━━━ Text section
ASPEN, Colo. — After a year of meetings, workshops and in-depth discussions, Colorado officials feel a feasibility investigation into a program that would pay water users to reduce consumption and add to a savings account in Lake Powell should continue.
Although no formal decision has yet been made on whether to implement a voluntary, temporary and compensated water-use reduction plan known as demand management, Amy Ostdiek, Colorado Water Conservation Board deputy section chief for interstate, federal and water information, told the state agency’s board of directors this month she has not found a reason to keep from moving forward.
“I didn’t identify any points that would indicate to me that we should stop the feasibility investigation,” said Ostdiek, who has been leading and organizing the process for the state. “From my perspective, we have not identified a reason not to continue the analysis or any hard reason it wouldn’t work.”
At the heart of a potential program is a reduction in water use in an attempt to send up to 500,000 acre-feet downstream to Lake Powell to bolster levels in the giant reservoir and meet 1922 Colorado River Compact obligations.
Under such a program, agricultural water users could get paid to temporarily fallow fields and leave more water in the river, in order to fill a 500,000 acre-foot pool as an insurance policy in case of continued drought or further reduction in average flows.
In June 2019, the CWCB, a state agency responsible for developing and protecting Colorado’s water, named 74 water experts and managers to eight work groups tasked with tackling complicated issues and questions around the creation of a demand management program. The groups were divided by topics: law and policy; monitoring and verification; water-rights administration and accounting; environmental considerations; economic considerations and local government; funding; education and outreach; and agricultural impacts.
A ninth group, headed by former Colorado lawmaker and chair of the Interbasin Compact Committee Russell George, has been focusing on how to ensure a demand management program is equitable among water users and basins. The IBCC facilitates conversations among representatives of different river basins and addresses statewide water issues.
Each group met multiple times over the past year and their findings, as well as their lingering questions, were included in a 200-page demand management update report presented Wednesday to CWCB directors.
The sprawling report summarizes the work completed by the groups and their overlapping key values, concerns and uncertainties. The sustainability of agriculture and agricultural communities ranked highest in the values category, while program design and participation ranked highest in the uncertainties category.
━━━━━━
Prompt: Could you write what comes next in the article on Colorado's demand management study, picking up after its last paragraph? The data that comes next has nothing to do with the article on Colorado's demand management study.
━━━ Data
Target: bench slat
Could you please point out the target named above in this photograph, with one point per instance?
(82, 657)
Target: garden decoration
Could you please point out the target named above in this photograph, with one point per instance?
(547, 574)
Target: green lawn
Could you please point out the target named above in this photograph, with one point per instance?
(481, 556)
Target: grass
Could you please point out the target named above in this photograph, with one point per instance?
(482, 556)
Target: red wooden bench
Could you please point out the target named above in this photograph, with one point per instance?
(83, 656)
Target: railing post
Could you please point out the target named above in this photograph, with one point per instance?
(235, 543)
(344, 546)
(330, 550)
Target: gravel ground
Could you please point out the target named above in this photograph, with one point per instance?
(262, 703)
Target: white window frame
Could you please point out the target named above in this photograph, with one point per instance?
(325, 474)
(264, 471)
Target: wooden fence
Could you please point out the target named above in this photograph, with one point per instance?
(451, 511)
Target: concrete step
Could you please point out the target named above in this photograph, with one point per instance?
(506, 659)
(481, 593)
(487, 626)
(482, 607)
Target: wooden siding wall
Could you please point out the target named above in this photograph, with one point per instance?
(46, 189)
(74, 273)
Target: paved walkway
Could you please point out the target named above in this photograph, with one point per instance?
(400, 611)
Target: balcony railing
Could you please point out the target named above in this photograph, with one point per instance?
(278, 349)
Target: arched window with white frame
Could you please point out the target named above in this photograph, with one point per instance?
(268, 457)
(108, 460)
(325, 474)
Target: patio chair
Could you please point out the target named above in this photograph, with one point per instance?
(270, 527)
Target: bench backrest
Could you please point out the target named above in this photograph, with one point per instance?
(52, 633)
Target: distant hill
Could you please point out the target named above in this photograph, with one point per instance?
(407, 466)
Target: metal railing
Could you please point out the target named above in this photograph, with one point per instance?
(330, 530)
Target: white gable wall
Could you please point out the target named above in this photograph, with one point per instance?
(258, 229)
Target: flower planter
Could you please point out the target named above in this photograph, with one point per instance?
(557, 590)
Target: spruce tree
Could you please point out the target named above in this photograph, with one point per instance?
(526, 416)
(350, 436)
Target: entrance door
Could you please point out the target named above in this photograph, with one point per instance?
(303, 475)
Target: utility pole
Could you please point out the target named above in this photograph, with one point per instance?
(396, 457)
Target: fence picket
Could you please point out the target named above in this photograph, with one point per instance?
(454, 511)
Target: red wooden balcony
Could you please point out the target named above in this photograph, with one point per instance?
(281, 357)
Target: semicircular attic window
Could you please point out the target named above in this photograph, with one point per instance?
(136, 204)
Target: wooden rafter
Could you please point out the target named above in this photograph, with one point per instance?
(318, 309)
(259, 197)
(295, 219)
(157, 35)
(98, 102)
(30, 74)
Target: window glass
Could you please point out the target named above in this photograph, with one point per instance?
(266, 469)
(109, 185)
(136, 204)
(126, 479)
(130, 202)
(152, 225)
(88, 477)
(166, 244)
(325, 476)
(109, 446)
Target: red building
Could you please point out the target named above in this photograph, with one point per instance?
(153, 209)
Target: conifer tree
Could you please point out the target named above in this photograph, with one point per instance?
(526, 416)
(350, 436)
━━━━━━
Task result:
Several board members offered their opinions on a potential demand management program. Steve Anderson, who represents the Gunnison-Uncompahgre River basin, questioned whether the state could create water savings by funding more projects outlined in the Basin Implementation Plans instead of crafting a demand management program. The BIPs identify how each basin’s water needs will be met through existing or new projects, policies and processes.
“Once we become more efficient I think we would generate more system water for the Colorado,” he said. “At the end of the day we are going to have a choice between buying an insurance plan or using those funds elsewhere for conservation and efficiency.”
It is unclear how much a demand management program would cost the state, but one of the work groups is dedicated to the funding question.
The main goal of a demand management program would be to defend against what’s known as a “compact call,” which could happen if the upper basin states — Colorado, Utah, Wyoming and New Mexico — were not able to deliver the 75 million acre-feet of water over 10 years to the lower basin states, as required by the Colorado River Compact. Colorado water managers desperately want to avoid this scenario, which looms larger each year with the increasing effects of drought and climate change on an over-allocated river, because it could trigger mandatory cutbacks for water users.
CWCB board member Greg Felt, who represents the Arkansas River basin, struck a dark tone, saying moving forward with a demand management program is necessary because one of the potential alternatives — involuntary cutbacks, also known as “curtailment” under a compact call — will be impossible to enforce.
“I frankly think that people are not going to accept curtailments on any rights the way they have historically,” Felt said. “From what I’ve watched this year in rural Colorado, people aren’t going to be buying curtailment. The water is going to come out of the stream. You can’t have enough water commissioners to stop that.”
Funding for next steps restored
With the first year of a feasibility investigation complete, the ultimate decision on whether to move forward with a demand management program lies with CWCB board members. The board plans to discuss the work presented by the work groups at a one-day workshop in September.
CWCB staff also are planning a virtual regional workshop for the public to learn more about the first year’s findings. Both meetings will be open to the public.
For several weeks there was uncertainty surrounding the future funding of the demand management feasibility investigation, when on May 1, Gov. Jared Polis suspended the program’s funding due to the COVID-19-caused state budget crisis. But the funding was restored in this year’s projects bill, according to CWCB Deputy Director Lauren Ris.
The agency now has until the end of June 2021 to spend the remaining $834,000 of the original $1.7 million allocation, should the board decide to continue delving into the issue for another year.
CWCB Director Rebecca Mitchell urged the board to be leaders for Colorado on the issue of demand management.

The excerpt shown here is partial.